EXERCISE GOAL
Reproduce the entries verbatim, from their beginning up to and including the line that contains "negative clicks: (508, 117)". Leave the pictures out of your reply.
-*-
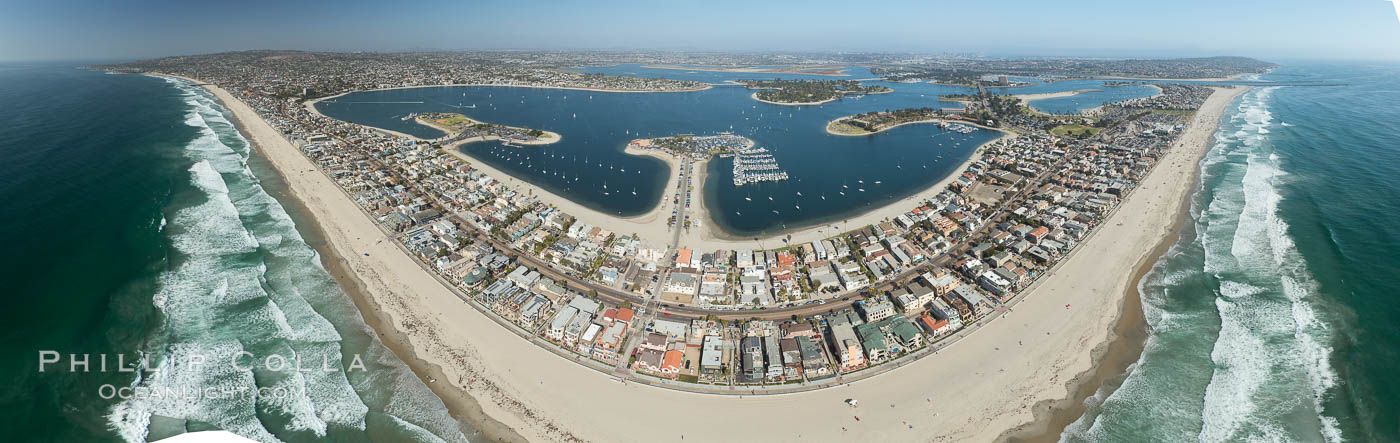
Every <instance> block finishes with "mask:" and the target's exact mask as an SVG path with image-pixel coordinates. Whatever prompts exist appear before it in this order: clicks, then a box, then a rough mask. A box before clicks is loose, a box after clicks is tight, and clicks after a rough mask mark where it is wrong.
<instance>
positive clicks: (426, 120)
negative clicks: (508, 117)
mask: <svg viewBox="0 0 1400 443" xmlns="http://www.w3.org/2000/svg"><path fill="white" fill-rule="evenodd" d="M459 115H461V114H459ZM462 118H465V119H466V121H468V122H472V125H486V122H482V121H477V119H473V118H470V116H466V115H462ZM413 121H414V122H417V123H419V125H423V126H428V128H433V129H437V130H441V132H444V133H447V136H442V137H437V139H421V137H414V136H410V135H403V133H398V132H393V130H389V133H393V135H396V136H400V137H409V139H413V140H421V142H438V140H442V139H444V137H451V136H456V135H458V133H459V132H458V133H454V132H452V130H451V129H448V128H442V126H438V125H437V123H433V122H430V121H427V119H423V118H421V116H416V118H413ZM498 126H501V128H505V129H517V130H529V128H518V126H505V125H498ZM539 132H542V133H543V135H542V136H539V137H535V140H515V139H501V136H475V137H469V139H462V140H458V142H456V143H452V146H462V144H468V143H477V142H496V140H505V143H515V144H519V146H545V144H554V143H559V142H561V140H564V136H561V135H559V133H557V132H553V130H543V129H539Z"/></svg>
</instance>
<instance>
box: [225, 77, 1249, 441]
mask: <svg viewBox="0 0 1400 443" xmlns="http://www.w3.org/2000/svg"><path fill="white" fill-rule="evenodd" d="M214 90H216V93H217V94H218V95H220V98H221V100H224V101H225V104H228V105H230V109H231V111H232V112H234V115H235V116H238V119H239V121H241V122H245V125H244V126H246V129H245V130H246V132H248V133H245V135H248V136H249V139H256V140H258V143H259V146H262V149H263V150H265V151H266V156H267V157H269V160H270V161H272V163H273V165H274V167H276V168H277V170H279V171H281V172H283V175H286V177H287V182H288V188H290V189H291V191H293V192H295V193H297V196H298V199H301V200H302V202H304V203H305V206H307V209H308V210H309V212H311V213H312V214H314V216H315V219H316V223H318V224H319V227H321V229H322V230H323V231H325V234H326V238H328V241H329V244H330V245H332V248H333V250H335V251H336V252H337V254H339V255H340V257H342V258H343V259H344V261H346V264H347V268H349V269H353V271H354V273H356V276H357V278H358V279H360V282H361V283H363V287H364V292H365V293H367V294H368V296H370V297H371V299H372V300H374V304H375V306H377V307H378V308H377V310H375V311H367V313H364V315H365V317H371V315H372V317H378V318H382V320H384V321H382V322H381V324H379V327H385V325H388V327H391V328H395V329H398V332H400V334H402V339H403V342H402V343H403V345H405V346H409V348H412V349H413V353H414V355H416V357H417V359H421V360H423V362H426V363H427V364H431V366H438V367H441V377H433V379H435V380H437V381H433V383H430V386H433V387H434V390H435V391H438V393H440V395H444V397H454V395H458V394H454V391H456V393H465V394H468V395H463V397H470V398H476V400H477V401H479V402H480V407H482V411H483V412H484V414H486V415H489V416H490V418H493V419H496V421H498V422H500V423H503V425H504V426H508V428H511V429H514V430H515V432H518V433H519V435H521V436H522V437H525V439H528V440H571V439H582V440H598V442H655V440H680V439H683V436H686V435H690V436H692V439H694V437H703V439H706V440H797V439H801V440H819V442H839V440H853V439H861V440H899V442H906V440H907V442H913V440H920V442H923V440H976V442H986V440H993V439H995V437H998V436H1000V435H1001V433H1002V432H1004V430H1007V429H1012V428H1016V426H1019V425H1022V423H1028V422H1033V421H1035V419H1036V416H1035V414H1032V411H1033V409H1035V408H1033V407H1032V405H1036V404H1040V402H1043V401H1057V400H1063V398H1067V397H1070V393H1071V391H1072V390H1071V387H1068V386H1067V383H1071V381H1072V380H1074V379H1075V377H1077V376H1078V374H1081V373H1084V372H1086V370H1089V369H1092V367H1093V366H1095V356H1093V355H1092V353H1093V352H1092V350H1093V349H1095V348H1098V346H1099V345H1100V343H1105V342H1107V341H1110V339H1112V328H1113V325H1114V324H1116V318H1117V317H1119V313H1120V311H1121V306H1120V304H1121V303H1124V294H1126V293H1127V290H1128V289H1131V287H1133V286H1134V283H1135V280H1134V276H1135V272H1134V271H1135V269H1137V266H1138V264H1141V262H1144V258H1147V257H1149V255H1151V254H1152V252H1154V250H1156V245H1158V244H1161V243H1162V241H1163V240H1166V238H1169V237H1170V233H1172V224H1173V223H1176V217H1175V216H1176V214H1179V212H1180V210H1182V206H1183V205H1184V196H1186V195H1189V192H1190V191H1191V188H1193V182H1194V172H1196V171H1197V167H1196V161H1197V160H1198V158H1200V156H1201V154H1203V153H1204V150H1205V146H1207V144H1208V143H1210V136H1211V133H1214V129H1215V123H1217V122H1218V119H1219V116H1221V112H1222V109H1224V108H1225V105H1226V104H1228V102H1229V100H1231V98H1233V95H1236V94H1238V93H1239V90H1233V91H1228V93H1218V94H1215V95H1212V97H1211V100H1210V101H1208V102H1207V105H1205V107H1204V108H1203V109H1201V111H1200V112H1197V115H1196V121H1194V122H1193V125H1191V128H1190V129H1189V130H1187V133H1186V135H1184V136H1183V139H1182V140H1180V142H1179V146H1177V147H1176V149H1173V150H1172V151H1170V153H1169V154H1168V156H1166V157H1165V158H1163V160H1162V164H1161V165H1159V167H1158V168H1155V170H1154V171H1152V172H1151V175H1149V177H1148V178H1147V179H1145V181H1144V182H1142V185H1141V186H1140V188H1138V189H1137V191H1135V192H1134V193H1133V196H1131V198H1128V199H1127V200H1126V202H1124V203H1123V205H1121V206H1120V207H1119V210H1116V212H1114V214H1113V216H1112V217H1110V219H1109V220H1106V221H1105V223H1102V227H1100V229H1099V231H1096V233H1095V234H1093V237H1091V238H1089V240H1086V241H1085V243H1084V244H1082V245H1081V247H1079V250H1077V251H1075V254H1074V255H1072V257H1070V258H1067V259H1065V261H1063V262H1061V264H1060V266H1058V268H1057V269H1056V272H1054V273H1053V275H1051V276H1049V278H1047V279H1044V280H1042V282H1040V283H1039V285H1037V286H1036V287H1035V289H1033V290H1032V292H1029V294H1028V296H1023V297H1022V299H1019V300H1018V301H1016V303H1015V304H1014V307H1012V311H1011V313H1008V314H1007V315H1005V317H1007V318H1004V320H1000V321H994V322H991V325H990V327H988V328H984V329H981V331H979V332H976V334H972V335H969V336H967V338H965V339H962V341H959V342H956V343H953V345H951V346H948V348H945V349H941V350H939V353H938V355H935V356H931V357H925V359H920V360H917V362H914V363H910V364H906V366H904V367H900V369H896V370H892V372H889V373H886V374H882V376H879V377H872V379H868V380H861V381H855V383H851V384H850V386H847V387H839V388H827V390H819V391H809V393H799V394H781V395H752V397H750V395H743V397H734V395H711V394H693V393H680V391H672V390H665V388H657V387H647V386H640V384H623V383H619V381H617V380H616V379H615V377H612V376H608V374H603V373H599V372H595V370H591V369H587V367H582V366H578V364H567V363H564V362H560V360H559V356H556V355H553V353H552V352H549V350H546V349H543V348H539V346H535V345H533V343H529V342H526V341H525V339H522V338H519V336H518V335H515V334H512V332H511V331H508V329H505V328H503V327H500V325H497V324H494V322H493V321H491V320H490V318H489V317H486V315H484V314H482V313H479V311H476V310H475V308H472V307H469V306H466V304H465V303H463V301H462V300H461V299H459V297H458V296H456V294H455V293H454V292H452V290H449V289H448V287H445V286H444V285H441V283H440V282H438V280H437V279H435V278H434V276H433V275H431V273H428V272H427V271H426V269H424V268H423V266H420V265H419V264H417V262H416V261H414V259H412V258H410V257H409V255H407V254H406V252H403V251H402V250H400V248H399V247H396V245H395V244H393V243H391V241H382V243H381V241H379V240H381V238H384V237H385V234H384V233H382V231H381V230H379V229H378V227H377V226H375V224H374V223H372V221H371V220H370V219H368V217H365V216H364V214H363V212H360V209H358V207H357V206H354V203H353V202H351V200H350V199H349V198H347V196H346V195H344V193H343V192H342V191H339V189H337V188H336V186H335V184H333V182H332V181H330V179H329V178H326V177H325V175H323V174H321V172H319V171H315V168H314V167H312V164H311V163H309V161H308V160H307V158H305V157H302V156H301V153H300V151H297V150H295V147H293V146H291V144H290V143H287V142H286V140H283V139H281V137H280V136H279V135H277V133H276V132H274V130H273V129H272V128H270V126H269V125H266V123H265V122H262V121H260V119H259V118H258V116H256V115H255V114H253V112H252V109H249V108H248V107H246V105H242V102H238V101H237V100H234V98H232V97H230V95H228V94H225V93H223V91H220V90H217V88H214ZM473 165H476V167H482V168H483V170H486V168H484V165H483V164H480V163H473ZM672 171H675V168H672ZM496 177H501V178H504V177H507V175H504V174H501V175H496ZM507 179H508V178H507ZM672 179H675V178H672ZM517 184H518V181H517ZM521 185H524V184H521ZM673 186H675V184H671V185H669V186H668V192H669V191H671V189H673ZM935 188H939V186H935ZM896 205H897V207H899V212H903V210H907V209H909V207H904V206H909V202H903V200H900V202H895V203H892V205H889V206H896ZM566 210H568V212H571V213H575V216H580V219H581V220H587V219H585V214H587V213H585V212H575V210H574V209H566ZM601 224H602V226H608V227H609V229H613V230H615V231H619V233H624V229H622V227H616V226H609V224H606V223H601ZM655 224H659V226H661V229H664V223H655ZM794 238H795V240H797V236H794ZM1105 257H1113V258H1116V259H1112V261H1105V259H1103V258H1105ZM561 363H564V364H561ZM442 384H449V386H448V387H442ZM846 398H858V400H860V401H861V405H860V407H854V408H853V407H848V405H846V404H844V402H843V401H844V400H846ZM601 400H603V401H601ZM447 404H449V405H452V404H454V401H447ZM697 411H703V416H697ZM454 412H458V411H454ZM855 416H858V418H860V421H855V419H854V418H855Z"/></svg>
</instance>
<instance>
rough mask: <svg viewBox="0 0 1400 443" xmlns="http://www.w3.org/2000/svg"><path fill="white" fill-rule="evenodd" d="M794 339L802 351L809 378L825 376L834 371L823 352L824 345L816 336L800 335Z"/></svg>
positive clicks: (803, 359) (799, 349)
mask: <svg viewBox="0 0 1400 443" xmlns="http://www.w3.org/2000/svg"><path fill="white" fill-rule="evenodd" d="M794 339H795V341H797V348H798V350H801V352H802V374H804V376H806V377H808V379H812V377H825V376H827V374H829V373H830V372H832V367H830V364H827V363H826V353H823V352H822V345H820V343H819V342H818V341H816V339H815V338H811V336H805V335H798V336H797V338H794Z"/></svg>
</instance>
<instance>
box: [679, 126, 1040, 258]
mask: <svg viewBox="0 0 1400 443" xmlns="http://www.w3.org/2000/svg"><path fill="white" fill-rule="evenodd" d="M923 122H937V121H923ZM913 123H920V122H909V123H904V125H913ZM959 123H966V122H959ZM966 125H970V126H977V125H972V123H966ZM890 128H895V126H890ZM890 128H886V129H890ZM979 128H983V129H987V130H998V129H990V128H986V126H979ZM1015 136H1016V135H1015V133H1009V132H1004V133H1002V136H1001V137H997V139H994V140H988V142H987V143H983V144H981V146H977V149H976V150H974V151H973V154H972V156H969V157H967V160H965V161H963V163H962V164H960V165H958V168H956V170H953V171H955V172H960V171H963V170H966V168H967V165H970V164H972V163H973V161H977V160H980V158H981V151H983V149H984V147H986V146H987V144H991V143H997V142H1000V140H1007V139H1011V137H1015ZM699 177H700V179H701V181H697V182H696V184H704V181H703V179H704V170H701V171H700V174H699ZM955 179H958V174H949V175H948V177H944V178H942V179H939V181H938V182H935V184H934V185H931V186H928V188H924V189H921V191H918V192H916V193H913V195H910V196H906V198H902V199H899V200H893V202H889V203H886V205H885V206H881V207H876V209H872V210H868V212H864V213H861V214H858V216H854V217H846V219H841V220H830V221H826V223H819V224H815V226H808V227H799V229H791V230H780V231H776V233H769V234H767V236H763V237H762V238H759V241H755V240H753V238H755V237H753V236H748V237H741V236H734V234H731V233H725V231H724V230H721V229H720V227H717V226H715V224H714V221H713V219H710V210H708V207H706V199H704V196H703V195H701V196H699V198H697V200H699V205H693V206H692V209H690V213H692V216H690V217H692V219H699V220H706V224H704V226H703V227H700V229H699V230H690V231H689V233H685V234H683V236H682V237H680V247H685V248H696V250H700V251H714V250H746V248H760V244H762V245H763V247H769V248H776V247H781V245H784V244H802V243H808V241H813V240H822V238H826V237H832V236H836V234H840V233H844V231H848V230H854V229H860V227H864V226H867V224H875V223H879V221H883V220H886V219H893V217H897V216H900V214H903V213H906V212H909V210H911V209H914V206H916V205H917V203H918V202H923V200H927V199H931V198H932V196H935V195H938V193H939V192H944V189H946V188H948V185H949V184H952V182H953V181H955ZM697 186H700V185H697ZM787 236H792V240H790V241H788V240H787Z"/></svg>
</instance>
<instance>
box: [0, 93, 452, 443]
mask: <svg viewBox="0 0 1400 443" xmlns="http://www.w3.org/2000/svg"><path fill="white" fill-rule="evenodd" d="M0 101H3V102H4V104H6V107H3V108H0V122H4V125H0V151H3V153H4V158H6V161H3V163H0V168H3V171H0V196H3V198H0V207H3V209H0V213H4V214H6V217H4V219H3V220H0V226H3V230H0V233H3V237H4V241H6V244H7V247H8V251H7V252H8V254H4V262H3V265H0V269H4V271H3V272H4V282H6V285H7V290H6V292H4V297H3V300H4V303H6V306H4V310H3V311H4V314H3V315H4V320H6V341H4V346H6V350H7V352H4V366H3V367H4V376H7V379H8V380H11V383H7V384H6V386H4V388H3V390H0V404H3V407H4V409H6V411H7V414H6V415H4V418H0V421H3V425H0V429H4V435H6V439H7V440H57V442H88V440H127V442H144V440H147V439H157V437H164V436H169V435H175V433H181V432H186V430H203V429H227V430H232V432H237V433H239V435H242V436H248V437H252V439H255V440H259V442H279V440H281V442H315V440H323V439H335V440H346V442H356V440H370V439H374V440H419V442H438V440H448V442H462V440H466V436H465V435H463V430H465V429H462V426H461V425H459V423H458V422H456V421H455V419H452V418H451V416H449V415H448V414H447V409H445V407H444V405H442V402H441V401H440V400H438V398H437V397H434V395H433V393H431V391H430V390H428V388H427V387H426V386H424V384H423V383H420V381H419V380H417V379H416V376H413V373H412V372H409V369H407V367H406V366H405V364H403V363H402V362H399V360H398V359H396V357H395V356H393V355H392V353H391V352H389V350H388V349H386V348H384V345H382V343H379V341H378V338H377V336H375V335H374V334H372V331H371V329H368V328H367V327H365V324H364V322H363V320H361V317H360V313H358V311H357V310H356V307H354V304H353V303H351V300H350V299H349V297H347V296H346V294H344V293H343V292H342V290H340V287H339V286H337V285H336V282H335V280H333V279H332V278H330V275H329V273H328V272H326V269H325V268H323V266H322V264H321V258H319V255H318V252H316V251H315V250H314V248H312V247H311V245H308V243H307V240H305V238H304V237H302V234H301V233H300V231H298V229H297V224H295V221H294V220H293V219H291V217H290V216H288V213H287V210H286V209H284V207H283V203H281V202H279V200H277V199H274V198H272V196H270V195H269V192H267V189H265V186H263V179H260V178H259V177H258V175H255V170H258V172H259V174H265V175H263V177H270V175H266V174H270V171H269V170H267V168H266V167H265V165H262V164H259V160H258V158H256V157H255V154H253V153H252V150H251V147H249V143H248V142H246V140H245V139H244V137H242V136H241V135H239V133H238V132H237V130H235V128H234V126H232V125H231V123H230V119H228V116H227V115H225V111H224V109H223V108H221V107H220V105H218V104H217V101H216V100H214V98H213V97H211V95H209V94H207V93H204V91H203V90H200V88H197V87H193V86H189V84H188V83H183V81H168V80H162V79H157V77H147V76H115V74H105V73H101V71H91V70H78V69H76V67H71V66H6V67H0ZM39 350H56V352H60V353H63V355H67V353H90V355H92V366H94V367H91V369H90V370H87V372H76V373H74V372H69V370H55V366H49V367H48V369H49V370H46V372H42V373H41V372H39V370H38V356H39ZM239 352H246V353H248V356H246V357H239V362H241V363H239V366H234V364H231V362H232V360H234V359H235V357H238V353H239ZM99 355H108V356H109V359H111V360H113V364H112V367H109V369H108V370H99V369H98V367H97V364H98V356H99ZM116 355H122V356H125V360H126V362H134V360H137V359H140V357H141V356H144V357H147V359H148V360H150V362H151V363H150V366H151V370H139V372H116V369H115V359H116ZM196 355H197V356H200V357H202V359H203V364H195V363H190V362H193V359H192V357H190V356H196ZM274 355H276V356H279V357H281V359H284V362H287V363H288V364H291V363H293V362H297V360H300V362H302V363H301V366H300V367H304V369H314V370H305V372H298V370H290V369H288V367H291V366H286V367H283V370H277V369H276V366H277V364H276V363H269V360H267V359H269V357H272V356H274ZM356 359H358V363H356V362H357V360H356ZM63 363H64V364H59V366H63V367H67V364H66V363H67V360H64V362H63ZM361 364H363V370H361V369H360V367H361ZM239 367H251V369H239ZM105 384H106V386H112V387H122V388H125V387H141V388H154V390H157V391H162V390H167V388H171V390H178V391H179V393H181V394H176V395H171V394H167V395H137V397H130V398H122V397H116V398H111V397H109V395H108V397H105V395H104V394H102V390H101V388H102V386H105ZM204 388H216V390H224V391H221V393H239V390H258V388H267V391H266V394H263V395H228V394H224V395H211V394H209V393H207V391H200V390H204ZM189 390H195V393H193V394H192V393H190V391H189ZM165 393H171V391H165ZM244 393H246V391H244Z"/></svg>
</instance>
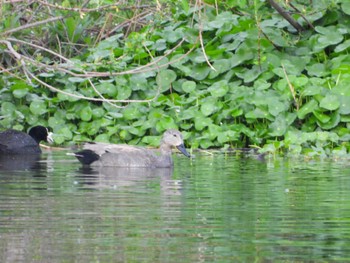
-*-
REPLY TO THE TASK
Every <instance> block finishes with "mask:" and the target's exact mask as an SVG path with image-pixel coordinates. Whatever prompts exist appear before it in this order: clicks, then a box, then a rough mask. A box before clicks is loose, a box after clicks is tight, and clicks after a rough mask mark where it is wrong.
<instance>
positive clicks: (426, 120)
negative clicks: (508, 117)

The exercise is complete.